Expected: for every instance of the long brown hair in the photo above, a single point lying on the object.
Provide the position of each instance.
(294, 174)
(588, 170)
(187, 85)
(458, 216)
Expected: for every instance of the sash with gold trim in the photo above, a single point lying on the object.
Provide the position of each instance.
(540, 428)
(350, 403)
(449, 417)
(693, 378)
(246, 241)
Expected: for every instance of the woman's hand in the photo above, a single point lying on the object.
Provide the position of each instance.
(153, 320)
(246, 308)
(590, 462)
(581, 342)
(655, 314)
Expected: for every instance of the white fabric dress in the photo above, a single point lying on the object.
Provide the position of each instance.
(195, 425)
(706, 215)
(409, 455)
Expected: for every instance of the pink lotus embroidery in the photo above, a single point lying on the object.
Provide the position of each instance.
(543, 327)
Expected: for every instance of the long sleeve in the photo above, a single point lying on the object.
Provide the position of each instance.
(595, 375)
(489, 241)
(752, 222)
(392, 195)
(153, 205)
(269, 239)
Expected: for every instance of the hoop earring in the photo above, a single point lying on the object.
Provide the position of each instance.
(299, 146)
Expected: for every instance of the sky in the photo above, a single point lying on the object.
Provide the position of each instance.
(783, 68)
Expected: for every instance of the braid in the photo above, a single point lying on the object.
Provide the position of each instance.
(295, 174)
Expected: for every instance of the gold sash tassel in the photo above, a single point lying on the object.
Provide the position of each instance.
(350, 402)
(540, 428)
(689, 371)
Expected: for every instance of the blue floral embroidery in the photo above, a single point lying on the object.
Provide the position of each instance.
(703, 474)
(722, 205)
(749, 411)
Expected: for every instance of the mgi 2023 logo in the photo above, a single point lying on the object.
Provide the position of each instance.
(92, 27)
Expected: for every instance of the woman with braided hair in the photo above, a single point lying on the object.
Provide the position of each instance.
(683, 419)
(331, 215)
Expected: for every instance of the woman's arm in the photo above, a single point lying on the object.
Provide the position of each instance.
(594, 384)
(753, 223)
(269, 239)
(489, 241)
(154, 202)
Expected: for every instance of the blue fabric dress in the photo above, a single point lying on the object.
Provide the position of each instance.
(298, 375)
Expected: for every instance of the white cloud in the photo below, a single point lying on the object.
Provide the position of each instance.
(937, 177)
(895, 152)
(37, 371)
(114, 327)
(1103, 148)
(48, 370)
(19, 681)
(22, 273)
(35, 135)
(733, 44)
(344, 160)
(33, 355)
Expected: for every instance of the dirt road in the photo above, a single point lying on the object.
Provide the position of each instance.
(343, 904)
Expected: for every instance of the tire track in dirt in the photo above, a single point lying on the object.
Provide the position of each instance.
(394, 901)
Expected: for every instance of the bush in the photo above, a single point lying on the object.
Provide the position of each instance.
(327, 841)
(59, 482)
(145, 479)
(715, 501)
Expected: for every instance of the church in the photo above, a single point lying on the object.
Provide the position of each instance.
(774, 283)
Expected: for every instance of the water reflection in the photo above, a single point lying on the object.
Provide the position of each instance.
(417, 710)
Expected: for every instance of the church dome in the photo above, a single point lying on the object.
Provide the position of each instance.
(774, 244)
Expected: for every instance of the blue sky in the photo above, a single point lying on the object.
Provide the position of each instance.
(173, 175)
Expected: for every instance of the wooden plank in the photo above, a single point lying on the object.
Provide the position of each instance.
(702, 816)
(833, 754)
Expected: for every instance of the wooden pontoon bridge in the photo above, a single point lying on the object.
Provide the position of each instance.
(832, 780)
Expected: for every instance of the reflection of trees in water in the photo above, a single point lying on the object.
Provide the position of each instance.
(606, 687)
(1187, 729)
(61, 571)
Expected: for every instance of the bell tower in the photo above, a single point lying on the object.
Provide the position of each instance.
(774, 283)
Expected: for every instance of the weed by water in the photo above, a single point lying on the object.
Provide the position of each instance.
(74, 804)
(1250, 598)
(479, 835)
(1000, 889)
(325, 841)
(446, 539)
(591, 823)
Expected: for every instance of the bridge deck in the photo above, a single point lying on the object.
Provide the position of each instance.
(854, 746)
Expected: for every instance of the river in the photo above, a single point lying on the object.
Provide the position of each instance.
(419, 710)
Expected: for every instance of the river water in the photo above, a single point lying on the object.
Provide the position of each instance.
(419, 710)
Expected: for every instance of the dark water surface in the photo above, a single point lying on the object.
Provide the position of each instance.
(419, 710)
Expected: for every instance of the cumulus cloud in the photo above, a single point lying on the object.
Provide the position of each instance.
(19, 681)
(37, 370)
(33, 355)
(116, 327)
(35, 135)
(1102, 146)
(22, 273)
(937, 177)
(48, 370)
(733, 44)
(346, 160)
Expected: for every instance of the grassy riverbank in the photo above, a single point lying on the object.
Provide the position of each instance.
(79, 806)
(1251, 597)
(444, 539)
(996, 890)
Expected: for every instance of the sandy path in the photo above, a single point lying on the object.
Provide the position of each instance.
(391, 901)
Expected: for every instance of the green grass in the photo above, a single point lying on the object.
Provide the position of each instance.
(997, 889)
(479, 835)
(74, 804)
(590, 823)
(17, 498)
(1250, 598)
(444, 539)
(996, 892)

################

▶ **BRIEF**: Copy out, word for word, everything from the line that contains "Expected: for every instance of the dark" down to the end of the material.

▶ **ANSWER FOR THE TASK**:
Expected: for every instance of the dark water surface in the photo above, a single point lying on the object.
Provide the position of each instance.
(419, 710)
Expected: for every instance of the cumulus cloud in the photo above, a single point lying on the object.
Provide the position of each instance.
(19, 681)
(37, 370)
(33, 355)
(116, 327)
(35, 135)
(1102, 146)
(22, 273)
(937, 177)
(48, 370)
(733, 44)
(346, 160)
Expected: for every instance of the grassy riverbank in the photo above, a single point lying on the object.
Provide the position of each instance.
(79, 806)
(1251, 597)
(444, 539)
(996, 890)
Expected: for every instance of the sandy path in the photo above, a single point lying on the object.
Provide the position of each instance.
(391, 901)
Expected: for every instance of the green grass in the photo above, a single point lying on the object.
Provide the position of each instance.
(997, 889)
(479, 835)
(74, 804)
(590, 823)
(17, 498)
(1250, 598)
(444, 539)
(996, 892)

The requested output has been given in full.